Stated task →
Duplicate the section below that opens with the line containing "segment asphalt pavement" and closes with the line containing "M0 206L16 205L10", character for character and including both boundary lines.

/---

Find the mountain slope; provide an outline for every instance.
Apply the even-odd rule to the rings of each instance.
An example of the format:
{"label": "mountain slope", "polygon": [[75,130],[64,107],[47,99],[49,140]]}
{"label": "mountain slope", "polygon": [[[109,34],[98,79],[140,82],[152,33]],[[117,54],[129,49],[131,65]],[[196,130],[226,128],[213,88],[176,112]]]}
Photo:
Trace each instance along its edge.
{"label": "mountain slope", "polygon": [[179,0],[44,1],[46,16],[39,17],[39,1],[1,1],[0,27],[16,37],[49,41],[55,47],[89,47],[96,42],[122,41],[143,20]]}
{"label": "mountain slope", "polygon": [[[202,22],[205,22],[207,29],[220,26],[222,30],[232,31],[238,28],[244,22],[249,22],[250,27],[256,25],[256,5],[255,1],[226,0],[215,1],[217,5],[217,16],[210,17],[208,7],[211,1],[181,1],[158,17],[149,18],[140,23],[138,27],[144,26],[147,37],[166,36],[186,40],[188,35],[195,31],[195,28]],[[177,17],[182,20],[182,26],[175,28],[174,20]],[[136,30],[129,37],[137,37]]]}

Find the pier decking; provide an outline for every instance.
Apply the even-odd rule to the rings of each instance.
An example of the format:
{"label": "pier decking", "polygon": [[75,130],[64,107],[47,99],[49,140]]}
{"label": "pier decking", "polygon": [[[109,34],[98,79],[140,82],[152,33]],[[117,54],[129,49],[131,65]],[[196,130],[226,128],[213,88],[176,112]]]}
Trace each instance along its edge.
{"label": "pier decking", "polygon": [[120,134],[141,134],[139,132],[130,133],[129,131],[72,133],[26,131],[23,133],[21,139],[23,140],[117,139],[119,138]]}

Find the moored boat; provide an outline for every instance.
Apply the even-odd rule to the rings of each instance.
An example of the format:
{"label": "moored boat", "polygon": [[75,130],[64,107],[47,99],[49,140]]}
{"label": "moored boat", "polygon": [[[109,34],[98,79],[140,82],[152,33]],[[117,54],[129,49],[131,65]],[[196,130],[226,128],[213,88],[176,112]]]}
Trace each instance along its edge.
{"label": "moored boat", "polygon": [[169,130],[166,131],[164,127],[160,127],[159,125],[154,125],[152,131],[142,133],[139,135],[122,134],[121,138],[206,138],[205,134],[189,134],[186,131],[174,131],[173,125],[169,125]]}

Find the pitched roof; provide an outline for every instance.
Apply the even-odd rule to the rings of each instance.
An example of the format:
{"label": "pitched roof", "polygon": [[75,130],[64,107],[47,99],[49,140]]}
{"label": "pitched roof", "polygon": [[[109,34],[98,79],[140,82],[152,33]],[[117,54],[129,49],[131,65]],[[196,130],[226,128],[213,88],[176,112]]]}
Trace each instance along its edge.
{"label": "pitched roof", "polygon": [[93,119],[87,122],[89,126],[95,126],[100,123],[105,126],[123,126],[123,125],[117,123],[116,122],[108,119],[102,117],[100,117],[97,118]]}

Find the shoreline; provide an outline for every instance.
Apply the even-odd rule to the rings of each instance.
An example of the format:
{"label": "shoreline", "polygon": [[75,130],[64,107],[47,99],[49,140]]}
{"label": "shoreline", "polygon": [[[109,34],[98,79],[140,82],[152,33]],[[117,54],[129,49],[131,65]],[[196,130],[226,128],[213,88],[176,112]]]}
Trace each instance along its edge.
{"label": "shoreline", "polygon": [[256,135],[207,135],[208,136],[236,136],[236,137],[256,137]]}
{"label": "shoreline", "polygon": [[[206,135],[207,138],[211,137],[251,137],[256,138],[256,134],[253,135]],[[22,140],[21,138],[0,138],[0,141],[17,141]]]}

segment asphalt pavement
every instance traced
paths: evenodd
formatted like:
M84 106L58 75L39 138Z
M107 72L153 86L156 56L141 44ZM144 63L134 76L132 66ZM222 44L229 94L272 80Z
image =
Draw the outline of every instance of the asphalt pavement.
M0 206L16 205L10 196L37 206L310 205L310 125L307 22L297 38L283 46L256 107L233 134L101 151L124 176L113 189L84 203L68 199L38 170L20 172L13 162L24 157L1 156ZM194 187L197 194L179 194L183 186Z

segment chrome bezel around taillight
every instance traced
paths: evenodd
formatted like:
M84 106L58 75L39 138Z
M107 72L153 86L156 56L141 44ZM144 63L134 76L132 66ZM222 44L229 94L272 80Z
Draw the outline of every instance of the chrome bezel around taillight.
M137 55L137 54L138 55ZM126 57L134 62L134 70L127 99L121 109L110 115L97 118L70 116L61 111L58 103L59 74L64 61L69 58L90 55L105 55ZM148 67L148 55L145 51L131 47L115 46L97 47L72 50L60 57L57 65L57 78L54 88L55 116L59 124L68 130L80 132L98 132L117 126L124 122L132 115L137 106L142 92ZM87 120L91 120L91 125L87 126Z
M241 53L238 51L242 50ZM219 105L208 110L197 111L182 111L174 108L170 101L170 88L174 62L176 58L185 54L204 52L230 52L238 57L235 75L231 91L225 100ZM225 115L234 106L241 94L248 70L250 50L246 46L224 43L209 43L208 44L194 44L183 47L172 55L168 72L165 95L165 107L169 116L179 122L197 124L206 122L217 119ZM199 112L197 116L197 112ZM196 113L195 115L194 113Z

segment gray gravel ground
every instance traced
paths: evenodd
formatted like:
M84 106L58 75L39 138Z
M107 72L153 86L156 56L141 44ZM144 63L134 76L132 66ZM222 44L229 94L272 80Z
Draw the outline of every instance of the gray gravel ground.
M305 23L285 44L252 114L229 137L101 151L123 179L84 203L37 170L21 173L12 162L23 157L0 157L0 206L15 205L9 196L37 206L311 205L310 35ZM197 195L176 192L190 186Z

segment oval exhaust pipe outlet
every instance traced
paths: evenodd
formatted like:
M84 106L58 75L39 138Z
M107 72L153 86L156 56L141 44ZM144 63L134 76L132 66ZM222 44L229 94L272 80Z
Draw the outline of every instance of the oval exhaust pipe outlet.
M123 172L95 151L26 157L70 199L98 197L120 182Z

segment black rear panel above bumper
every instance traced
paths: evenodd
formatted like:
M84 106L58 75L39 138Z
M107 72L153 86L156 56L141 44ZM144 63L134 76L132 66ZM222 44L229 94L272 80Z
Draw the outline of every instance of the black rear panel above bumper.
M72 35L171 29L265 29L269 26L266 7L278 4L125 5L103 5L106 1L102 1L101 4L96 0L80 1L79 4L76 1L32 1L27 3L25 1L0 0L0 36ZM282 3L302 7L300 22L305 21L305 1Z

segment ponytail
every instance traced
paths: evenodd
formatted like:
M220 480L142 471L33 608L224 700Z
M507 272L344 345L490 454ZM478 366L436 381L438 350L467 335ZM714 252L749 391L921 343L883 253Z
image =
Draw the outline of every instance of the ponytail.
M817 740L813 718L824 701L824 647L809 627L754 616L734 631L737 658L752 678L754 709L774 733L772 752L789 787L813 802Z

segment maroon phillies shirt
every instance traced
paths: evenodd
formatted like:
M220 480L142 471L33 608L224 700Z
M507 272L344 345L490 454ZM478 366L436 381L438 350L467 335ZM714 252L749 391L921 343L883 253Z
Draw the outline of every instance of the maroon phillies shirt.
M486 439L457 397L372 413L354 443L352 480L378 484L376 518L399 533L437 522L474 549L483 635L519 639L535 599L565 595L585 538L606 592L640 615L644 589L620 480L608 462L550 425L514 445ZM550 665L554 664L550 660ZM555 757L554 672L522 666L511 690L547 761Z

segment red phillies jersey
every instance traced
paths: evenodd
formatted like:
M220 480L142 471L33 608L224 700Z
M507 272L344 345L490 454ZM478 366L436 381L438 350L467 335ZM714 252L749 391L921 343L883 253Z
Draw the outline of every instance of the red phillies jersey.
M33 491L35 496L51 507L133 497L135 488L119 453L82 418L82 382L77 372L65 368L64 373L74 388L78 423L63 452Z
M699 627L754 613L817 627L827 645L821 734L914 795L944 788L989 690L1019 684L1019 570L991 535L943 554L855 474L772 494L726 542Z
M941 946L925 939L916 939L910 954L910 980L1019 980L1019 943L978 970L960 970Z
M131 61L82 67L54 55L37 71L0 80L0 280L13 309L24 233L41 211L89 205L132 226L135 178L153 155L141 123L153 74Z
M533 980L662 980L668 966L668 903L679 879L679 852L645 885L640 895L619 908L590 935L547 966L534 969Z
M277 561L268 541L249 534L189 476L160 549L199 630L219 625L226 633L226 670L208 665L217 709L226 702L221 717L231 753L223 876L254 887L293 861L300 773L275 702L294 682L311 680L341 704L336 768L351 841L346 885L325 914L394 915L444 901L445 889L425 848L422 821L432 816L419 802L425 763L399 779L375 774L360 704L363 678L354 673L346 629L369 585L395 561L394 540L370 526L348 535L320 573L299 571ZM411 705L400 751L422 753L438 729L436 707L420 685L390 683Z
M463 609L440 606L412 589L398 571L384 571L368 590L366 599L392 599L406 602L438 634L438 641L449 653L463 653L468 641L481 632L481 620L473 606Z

\---

Solution for this task →
segment asphalt pavement
every instance traced
paths: evenodd
formatted like:
M84 106L58 75L39 138Z
M107 72L153 86L156 56L141 44ZM144 63L134 76L132 66ZM222 44L229 94L272 80Z
image =
Draw the outline of every instance of the asphalt pavement.
M0 206L16 205L10 196L37 206L310 205L310 125L307 22L297 38L283 46L256 107L233 134L101 151L124 176L113 189L84 203L68 199L38 170L20 172L13 162L24 157L1 156ZM194 187L197 194L179 194L183 186Z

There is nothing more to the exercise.